_TASK ITEM_
Each record is to be repeated exactly as it stands below.

Data items
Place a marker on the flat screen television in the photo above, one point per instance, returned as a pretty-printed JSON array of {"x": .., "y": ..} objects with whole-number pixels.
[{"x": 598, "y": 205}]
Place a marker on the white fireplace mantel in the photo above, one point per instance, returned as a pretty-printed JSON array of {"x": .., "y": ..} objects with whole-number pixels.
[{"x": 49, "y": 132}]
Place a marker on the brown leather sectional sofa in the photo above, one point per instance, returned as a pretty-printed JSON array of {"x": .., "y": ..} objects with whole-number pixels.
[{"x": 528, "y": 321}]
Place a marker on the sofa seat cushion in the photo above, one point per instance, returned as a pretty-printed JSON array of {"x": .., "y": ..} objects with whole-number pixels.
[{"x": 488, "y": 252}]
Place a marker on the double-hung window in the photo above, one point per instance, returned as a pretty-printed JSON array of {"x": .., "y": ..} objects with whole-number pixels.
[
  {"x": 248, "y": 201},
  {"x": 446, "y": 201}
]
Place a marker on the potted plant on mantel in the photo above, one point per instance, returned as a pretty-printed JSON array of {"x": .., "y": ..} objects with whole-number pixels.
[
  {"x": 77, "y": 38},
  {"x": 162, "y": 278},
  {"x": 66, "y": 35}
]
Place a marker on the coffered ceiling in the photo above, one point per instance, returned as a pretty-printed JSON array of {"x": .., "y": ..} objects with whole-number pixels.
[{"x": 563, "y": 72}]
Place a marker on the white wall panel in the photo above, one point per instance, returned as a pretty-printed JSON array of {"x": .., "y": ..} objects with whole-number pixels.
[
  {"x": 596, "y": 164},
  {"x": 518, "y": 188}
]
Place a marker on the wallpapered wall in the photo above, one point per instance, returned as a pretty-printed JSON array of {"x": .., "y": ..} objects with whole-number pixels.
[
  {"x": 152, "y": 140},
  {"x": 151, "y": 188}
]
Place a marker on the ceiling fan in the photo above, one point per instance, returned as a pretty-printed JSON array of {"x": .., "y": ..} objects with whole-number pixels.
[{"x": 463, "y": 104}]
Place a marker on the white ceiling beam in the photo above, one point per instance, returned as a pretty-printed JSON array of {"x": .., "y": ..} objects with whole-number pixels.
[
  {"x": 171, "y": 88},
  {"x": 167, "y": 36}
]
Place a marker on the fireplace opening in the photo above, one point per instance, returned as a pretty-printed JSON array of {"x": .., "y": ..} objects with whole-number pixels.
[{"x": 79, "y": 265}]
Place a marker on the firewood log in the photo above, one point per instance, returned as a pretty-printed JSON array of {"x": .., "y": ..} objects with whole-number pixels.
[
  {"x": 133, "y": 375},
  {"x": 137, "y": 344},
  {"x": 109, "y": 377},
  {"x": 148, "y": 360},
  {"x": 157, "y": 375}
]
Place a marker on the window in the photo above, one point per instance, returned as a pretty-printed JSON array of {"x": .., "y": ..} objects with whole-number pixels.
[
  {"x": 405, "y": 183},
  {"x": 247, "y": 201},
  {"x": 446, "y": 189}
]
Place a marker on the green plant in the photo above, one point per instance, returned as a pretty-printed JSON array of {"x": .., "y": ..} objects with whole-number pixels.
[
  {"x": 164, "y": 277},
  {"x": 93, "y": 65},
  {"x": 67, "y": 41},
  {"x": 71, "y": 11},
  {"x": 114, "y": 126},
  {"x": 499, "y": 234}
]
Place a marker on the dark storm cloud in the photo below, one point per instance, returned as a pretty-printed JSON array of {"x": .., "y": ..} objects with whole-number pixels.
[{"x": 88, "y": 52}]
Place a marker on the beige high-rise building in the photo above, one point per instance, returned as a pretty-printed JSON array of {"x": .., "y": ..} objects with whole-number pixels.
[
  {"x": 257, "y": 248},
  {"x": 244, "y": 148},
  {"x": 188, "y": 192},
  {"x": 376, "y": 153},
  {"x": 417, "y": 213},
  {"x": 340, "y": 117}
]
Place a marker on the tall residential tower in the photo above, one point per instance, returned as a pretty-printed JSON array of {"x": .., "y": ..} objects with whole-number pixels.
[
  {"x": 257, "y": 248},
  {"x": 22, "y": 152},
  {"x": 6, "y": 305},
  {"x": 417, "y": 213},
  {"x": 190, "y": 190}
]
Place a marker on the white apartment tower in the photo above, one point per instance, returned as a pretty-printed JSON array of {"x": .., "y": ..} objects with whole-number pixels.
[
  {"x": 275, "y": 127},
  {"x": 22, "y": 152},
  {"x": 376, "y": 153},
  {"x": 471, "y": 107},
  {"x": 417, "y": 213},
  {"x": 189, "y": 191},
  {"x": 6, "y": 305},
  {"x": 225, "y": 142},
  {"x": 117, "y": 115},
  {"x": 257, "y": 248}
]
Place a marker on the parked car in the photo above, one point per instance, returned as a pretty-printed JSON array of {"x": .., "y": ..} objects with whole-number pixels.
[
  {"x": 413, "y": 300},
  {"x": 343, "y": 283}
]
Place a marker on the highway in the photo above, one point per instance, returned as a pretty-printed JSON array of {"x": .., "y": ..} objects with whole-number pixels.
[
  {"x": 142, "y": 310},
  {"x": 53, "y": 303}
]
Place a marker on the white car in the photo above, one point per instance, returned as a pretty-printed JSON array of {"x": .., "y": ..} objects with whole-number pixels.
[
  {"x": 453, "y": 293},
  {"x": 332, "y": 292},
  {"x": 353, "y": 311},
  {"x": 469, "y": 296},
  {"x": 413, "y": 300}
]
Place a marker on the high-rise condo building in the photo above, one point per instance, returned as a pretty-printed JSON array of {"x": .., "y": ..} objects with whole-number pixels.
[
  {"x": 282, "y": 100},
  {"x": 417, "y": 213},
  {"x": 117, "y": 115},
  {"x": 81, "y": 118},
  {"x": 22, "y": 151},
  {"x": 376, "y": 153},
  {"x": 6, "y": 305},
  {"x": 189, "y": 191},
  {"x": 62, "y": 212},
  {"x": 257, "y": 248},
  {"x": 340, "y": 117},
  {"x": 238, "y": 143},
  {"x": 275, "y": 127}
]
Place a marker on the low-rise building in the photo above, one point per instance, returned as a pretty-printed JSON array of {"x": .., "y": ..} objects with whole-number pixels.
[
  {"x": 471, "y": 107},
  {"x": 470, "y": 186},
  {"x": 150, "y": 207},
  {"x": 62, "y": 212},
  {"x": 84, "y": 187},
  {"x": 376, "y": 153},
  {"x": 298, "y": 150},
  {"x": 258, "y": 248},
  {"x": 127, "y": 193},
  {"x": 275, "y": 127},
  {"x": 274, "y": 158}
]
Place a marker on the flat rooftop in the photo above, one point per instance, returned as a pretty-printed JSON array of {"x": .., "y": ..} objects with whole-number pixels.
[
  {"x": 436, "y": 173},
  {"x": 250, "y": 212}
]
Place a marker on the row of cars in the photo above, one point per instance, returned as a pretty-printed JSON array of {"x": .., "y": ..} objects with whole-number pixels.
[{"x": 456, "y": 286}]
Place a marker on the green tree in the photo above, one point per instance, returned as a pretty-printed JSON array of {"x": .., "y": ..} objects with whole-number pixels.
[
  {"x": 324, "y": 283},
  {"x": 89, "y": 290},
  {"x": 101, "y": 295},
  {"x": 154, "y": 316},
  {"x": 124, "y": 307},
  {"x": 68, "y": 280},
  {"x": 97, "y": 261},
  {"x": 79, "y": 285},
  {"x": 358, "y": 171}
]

_TASK SOLUTION_
Place a marker on the flat screen television in the photo above, one point per instance, returned as a pretty-printed JSON array of {"x": .., "y": ..} objects with whole-number pixels.
[{"x": 598, "y": 205}]
Place a marker on the white fireplace mantel in the photo above, one point per instance, returned as a pretty-printed JSON array of {"x": .., "y": ..} objects with whole-number pixels.
[{"x": 49, "y": 132}]
Place a marker on the brown leather sectional sofa in the photo above, one point per instance, returned as a pretty-printed JSON array of {"x": .., "y": ..} objects with whole-number pixels.
[{"x": 528, "y": 321}]
Place a marker on the sofa seat cushion in the photo above, one point per instance, returned as a pretty-printed JSON array of {"x": .., "y": ..} objects with whole-number pixels.
[{"x": 488, "y": 252}]
Place a marker on the double-hung window in the photo above, one point per instance, returned as a pretty-printed JSON array of {"x": .., "y": ..} objects with whole-number pixels.
[
  {"x": 248, "y": 201},
  {"x": 446, "y": 201}
]
Place a marker on the potted plant on mantel in the photo above, one point per instance, returned as a pretty-printed JSON array of {"x": .., "y": ..} objects with whole-number pixels.
[
  {"x": 77, "y": 38},
  {"x": 162, "y": 278},
  {"x": 66, "y": 35}
]
Place a marker on the coffered ceiling in the photo above, one point per instance, returned as a pretty-printed JSON array of {"x": .., "y": ..} objects with whole-number pixels.
[{"x": 563, "y": 72}]
Place a marker on the white wall panel in the photo above, one point per instance, returned as a pretty-printed JSON array of {"x": .., "y": ..} objects with whole-number pixels.
[
  {"x": 596, "y": 164},
  {"x": 518, "y": 188}
]
Place a marker on the wallpapered wall in the photo above, one point per instance, returned as a pretty-printed JSON array of {"x": .., "y": ..} objects with whole-number pixels.
[
  {"x": 152, "y": 140},
  {"x": 151, "y": 188}
]
Place a marker on the ceiling fan in the photo above, one point per instance, returned as a pretty-printed JSON array of {"x": .., "y": ..} objects with whole-number pixels.
[{"x": 463, "y": 104}]
Place a marker on the white ceiling beam in the photo above, one point per instance, returned as a pretty-printed JSON array of {"x": .., "y": ..} objects with whole-number pixels.
[
  {"x": 171, "y": 88},
  {"x": 167, "y": 36}
]
Place a marker on the fireplace opening in the photo above, one point per instance, returned as a pretty-printed JSON array of {"x": .., "y": ..} objects with whole-number pixels.
[{"x": 79, "y": 265}]
Place a marker on the firewood log in the photo above, one point per instance, returned as a pretty-printed JSON array of {"x": .., "y": ..} objects with whole-number pixels.
[
  {"x": 133, "y": 375},
  {"x": 137, "y": 344},
  {"x": 109, "y": 377},
  {"x": 148, "y": 360},
  {"x": 157, "y": 375}
]
Place a marker on the window in the photo above, one point per instance, returned as a pretty-printed JSON array of {"x": .., "y": ..} objects with whole-number pixels.
[
  {"x": 405, "y": 183},
  {"x": 247, "y": 201},
  {"x": 446, "y": 189}
]
Place a marker on the green plant in the photo above, one point per instance, returned as a pretty-printed JSON array of {"x": .., "y": ..} objects with whole-number pixels.
[
  {"x": 164, "y": 277},
  {"x": 93, "y": 65},
  {"x": 67, "y": 41},
  {"x": 71, "y": 11},
  {"x": 114, "y": 126},
  {"x": 499, "y": 234}
]
Place a marker on the dark storm cloud in the photo below, one point per instance, returned as a pretty-printed JSON array of {"x": .., "y": ..} objects with whole-number pixels.
[{"x": 88, "y": 52}]
Place a marker on the beige high-rise building in the photo above, one point per instance, returned as a pretty-printed JSON array of {"x": .., "y": ..} objects with whole-number pixels.
[
  {"x": 257, "y": 248},
  {"x": 244, "y": 148},
  {"x": 188, "y": 192},
  {"x": 376, "y": 153},
  {"x": 417, "y": 213},
  {"x": 340, "y": 117}
]
Place a marker on the tall residential tower in the photo above, one point per instance, returned as a pretty-printed JSON array of {"x": .., "y": ..} objects with whole-number pixels.
[
  {"x": 257, "y": 248},
  {"x": 22, "y": 152},
  {"x": 6, "y": 305},
  {"x": 417, "y": 213},
  {"x": 190, "y": 190}
]
Place a marker on the white apartment tower in the photo above, one point per instance, returned as a pretty-printed JSON array of {"x": .., "y": ..} objects with whole-number pixels.
[
  {"x": 275, "y": 127},
  {"x": 22, "y": 152},
  {"x": 376, "y": 153},
  {"x": 471, "y": 107},
  {"x": 417, "y": 213},
  {"x": 189, "y": 191},
  {"x": 6, "y": 305},
  {"x": 225, "y": 142},
  {"x": 117, "y": 115},
  {"x": 257, "y": 248}
]
Place a marker on the parked car in the photo above, one point per instance, returned as a pretty-printed JSON array of {"x": .., "y": ..} objects with whole-number pixels.
[
  {"x": 413, "y": 300},
  {"x": 343, "y": 283}
]
Place a marker on the highway in the photo above, one point per instance, returned as a pretty-printed JSON array of {"x": .., "y": ..} objects with whole-number pixels.
[
  {"x": 142, "y": 310},
  {"x": 53, "y": 303}
]
Place a marker on the white car in the photo above, one point per instance, returned as a pretty-printed JSON array of {"x": .., "y": ..} objects with whole-number pixels.
[
  {"x": 453, "y": 293},
  {"x": 332, "y": 292},
  {"x": 353, "y": 311},
  {"x": 469, "y": 296},
  {"x": 413, "y": 300}
]
Place a marker on the high-rise condo building in the photo above, one point per instance, returned as a pretty-printed JSON array of {"x": .., "y": ..} objects with whole-number pixels.
[
  {"x": 282, "y": 100},
  {"x": 417, "y": 213},
  {"x": 117, "y": 115},
  {"x": 81, "y": 118},
  {"x": 22, "y": 151},
  {"x": 376, "y": 153},
  {"x": 6, "y": 305},
  {"x": 189, "y": 191},
  {"x": 62, "y": 212},
  {"x": 257, "y": 248},
  {"x": 340, "y": 117},
  {"x": 238, "y": 143},
  {"x": 275, "y": 127}
]
Place a marker on the low-rise building in the photo above, one point per instance, returned as a pretty-printed JSON array of {"x": .., "y": ..} objects with whole-number pixels.
[
  {"x": 471, "y": 107},
  {"x": 470, "y": 186},
  {"x": 150, "y": 207},
  {"x": 62, "y": 212},
  {"x": 84, "y": 187},
  {"x": 376, "y": 153},
  {"x": 298, "y": 150},
  {"x": 258, "y": 248},
  {"x": 127, "y": 193},
  {"x": 275, "y": 127},
  {"x": 274, "y": 158}
]
Place a marker on the flat rooftop in the photo above, one point per instance, returned as a pretty-printed JSON array of {"x": .., "y": ..} objects with whole-number pixels.
[
  {"x": 436, "y": 173},
  {"x": 250, "y": 212}
]
Place a marker on the row of cars in the photo above, one point per instance, returned as a pretty-printed JSON array of {"x": .., "y": ..} objects with whole-number pixels.
[{"x": 456, "y": 286}]
Place a marker on the green tree in the photo above, one point per instance, returned as a pretty-printed JSON array of {"x": .., "y": ..} objects with whole-number pixels.
[
  {"x": 324, "y": 283},
  {"x": 89, "y": 290},
  {"x": 101, "y": 295},
  {"x": 154, "y": 316},
  {"x": 124, "y": 307},
  {"x": 68, "y": 280},
  {"x": 97, "y": 261},
  {"x": 79, "y": 285},
  {"x": 358, "y": 171}
]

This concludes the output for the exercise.